Dataset items:
Start of Block

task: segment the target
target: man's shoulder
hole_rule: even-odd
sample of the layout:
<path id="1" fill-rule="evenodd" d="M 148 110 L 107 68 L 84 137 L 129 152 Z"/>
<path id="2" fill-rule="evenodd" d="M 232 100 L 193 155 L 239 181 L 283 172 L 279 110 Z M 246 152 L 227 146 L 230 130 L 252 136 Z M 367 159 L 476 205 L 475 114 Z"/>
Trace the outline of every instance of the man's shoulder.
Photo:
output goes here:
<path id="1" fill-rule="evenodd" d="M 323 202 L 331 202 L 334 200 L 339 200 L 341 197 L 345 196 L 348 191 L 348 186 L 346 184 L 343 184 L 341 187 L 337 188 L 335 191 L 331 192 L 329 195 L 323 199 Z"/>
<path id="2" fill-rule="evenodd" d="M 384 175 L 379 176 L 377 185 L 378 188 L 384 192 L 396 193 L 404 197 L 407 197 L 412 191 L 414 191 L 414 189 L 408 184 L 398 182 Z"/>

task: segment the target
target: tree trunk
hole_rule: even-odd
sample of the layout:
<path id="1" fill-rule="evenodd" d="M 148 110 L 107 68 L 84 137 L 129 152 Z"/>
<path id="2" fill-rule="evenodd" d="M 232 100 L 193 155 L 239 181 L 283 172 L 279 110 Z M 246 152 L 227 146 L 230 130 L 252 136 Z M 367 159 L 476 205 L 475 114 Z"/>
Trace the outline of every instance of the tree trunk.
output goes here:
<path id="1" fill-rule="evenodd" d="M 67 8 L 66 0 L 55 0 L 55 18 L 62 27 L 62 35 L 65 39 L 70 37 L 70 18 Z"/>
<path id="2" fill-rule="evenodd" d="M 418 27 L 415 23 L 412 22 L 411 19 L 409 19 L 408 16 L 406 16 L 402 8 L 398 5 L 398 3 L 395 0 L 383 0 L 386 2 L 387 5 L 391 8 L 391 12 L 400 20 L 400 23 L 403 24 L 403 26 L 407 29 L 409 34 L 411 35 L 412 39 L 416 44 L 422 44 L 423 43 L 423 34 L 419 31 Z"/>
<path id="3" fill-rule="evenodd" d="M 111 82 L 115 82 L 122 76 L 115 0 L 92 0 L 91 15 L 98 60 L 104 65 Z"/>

End of Block

[Your instructions]
Every entry is to be repeated precisely as it stands.

[Answer area]
task: segment the target
target: man's shoulder
hole_rule: even-odd
sample of the layout:
<path id="1" fill-rule="evenodd" d="M 148 110 L 107 68 L 84 137 L 129 152 Z"/>
<path id="2" fill-rule="evenodd" d="M 232 100 L 193 155 L 239 181 L 283 172 L 279 110 Z M 246 152 L 227 146 L 230 130 L 252 136 Z M 367 159 L 476 205 L 475 114 Z"/>
Trace the outline of every instance of the man's shoulder.
Photo:
output goes here:
<path id="1" fill-rule="evenodd" d="M 323 202 L 331 202 L 334 200 L 339 200 L 341 197 L 345 196 L 348 191 L 348 186 L 346 184 L 343 184 L 341 187 L 337 188 L 335 191 L 331 192 L 329 195 L 323 199 Z"/>
<path id="2" fill-rule="evenodd" d="M 384 175 L 379 176 L 377 185 L 378 188 L 384 192 L 396 193 L 404 197 L 407 197 L 412 191 L 414 191 L 414 189 L 408 184 L 398 182 Z"/>

task: segment the target
target: tree trunk
hole_rule: even-odd
sample of the layout:
<path id="1" fill-rule="evenodd" d="M 148 110 L 107 68 L 84 137 L 129 152 Z"/>
<path id="2" fill-rule="evenodd" d="M 232 100 L 193 155 L 239 181 L 283 172 L 279 110 Z M 246 152 L 227 146 L 230 130 L 252 136 Z M 367 159 L 476 205 L 475 114 Z"/>
Trace the outline of every instance of the tree trunk.
output goes here:
<path id="1" fill-rule="evenodd" d="M 67 8 L 66 0 L 55 0 L 55 18 L 62 27 L 62 35 L 65 39 L 70 37 L 70 18 Z"/>
<path id="2" fill-rule="evenodd" d="M 418 27 L 415 23 L 412 22 L 411 19 L 409 19 L 408 16 L 406 16 L 402 8 L 398 5 L 398 3 L 395 0 L 383 0 L 386 2 L 387 5 L 391 8 L 391 12 L 400 20 L 400 23 L 403 24 L 403 26 L 407 29 L 409 34 L 411 35 L 412 39 L 416 44 L 422 44 L 423 43 L 423 34 L 419 31 Z"/>
<path id="3" fill-rule="evenodd" d="M 111 82 L 115 82 L 122 76 L 115 0 L 92 0 L 91 15 L 98 60 L 104 65 Z"/>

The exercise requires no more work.